--- begin DATASET EXTRACT ---

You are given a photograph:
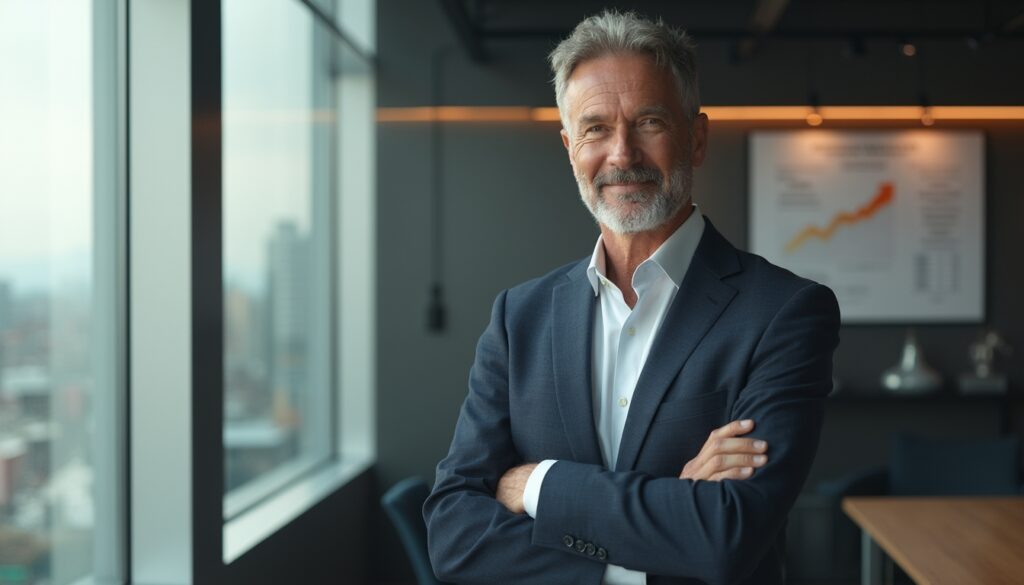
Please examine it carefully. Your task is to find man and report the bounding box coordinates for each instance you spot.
[424,12,839,585]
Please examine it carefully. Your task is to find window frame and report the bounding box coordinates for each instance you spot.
[128,0,376,585]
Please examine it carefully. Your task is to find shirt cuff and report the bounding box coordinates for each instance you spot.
[522,459,558,518]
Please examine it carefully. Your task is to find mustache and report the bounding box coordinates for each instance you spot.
[592,167,665,189]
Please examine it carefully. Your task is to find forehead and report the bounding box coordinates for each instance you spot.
[564,53,681,119]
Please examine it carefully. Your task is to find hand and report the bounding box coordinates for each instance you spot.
[495,463,537,514]
[679,419,768,482]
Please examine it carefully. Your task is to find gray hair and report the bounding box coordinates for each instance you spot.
[548,10,700,129]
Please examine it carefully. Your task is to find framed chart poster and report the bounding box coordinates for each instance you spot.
[750,129,985,324]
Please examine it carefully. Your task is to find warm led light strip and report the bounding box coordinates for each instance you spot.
[377,106,1024,122]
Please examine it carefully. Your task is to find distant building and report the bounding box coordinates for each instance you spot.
[267,221,312,427]
[0,281,14,332]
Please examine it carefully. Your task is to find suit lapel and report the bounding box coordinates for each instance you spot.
[615,218,740,470]
[551,262,603,465]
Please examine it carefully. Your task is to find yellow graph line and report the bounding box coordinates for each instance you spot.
[785,182,893,254]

--- end DATASET EXTRACT ---

▶ WRITTEN REQUEST
Quote every item above word for word, leaving out the picture.

▶ FULL OUTPUT
You are given a photograph:
Please examine it carefully. Your task is to find man and report the bounding box coordinates for each instance you spot.
[424,12,839,585]
Please examine it carefully. Your task is to find window frame and report the bounding box coordinates for each instance you spot.
[128,0,376,585]
Please examine it carefully. Your task is to find shirt cuff and report the bounding box coordinates for each instance you spot.
[522,459,558,518]
Please examine it carefully. Your task is to find mustache and report the bounding box coordinates for each instance you spot.
[592,167,665,189]
Please examine it carefully. Your task is to find forehead and report the bounding box coordinates for each instance you spot.
[564,53,681,119]
Please examine it carefully. Your task is to find hand and report the bounding box coordinates for each instance you spot.
[495,463,537,514]
[679,419,768,482]
Please examine it carefully. Your task is to find gray hair and report the bounding box coordinates for each instance you spot.
[548,10,700,129]
Please examine it carefully. Your task is to find framed chart poster and report the bounding box coordinates for each instance you spot.
[750,129,985,324]
Please examine it carefully. Your task is to find warm led light strip and report the bounding box coordinates for each instance you spot.
[377,106,1024,122]
Please examine it carefully. Your task is to find distant building and report the bounding box coordinates for each instance you spot.
[267,221,312,427]
[0,281,14,332]
Please examine it carefully. Your task is to find suit lapel and report the bounding box coordinates for each instance you spot.
[615,218,740,470]
[551,262,603,465]
Please examine it carefully. Your task is to find yellow graph line and report the bounding box coordinates for each instance you spot.
[785,182,893,254]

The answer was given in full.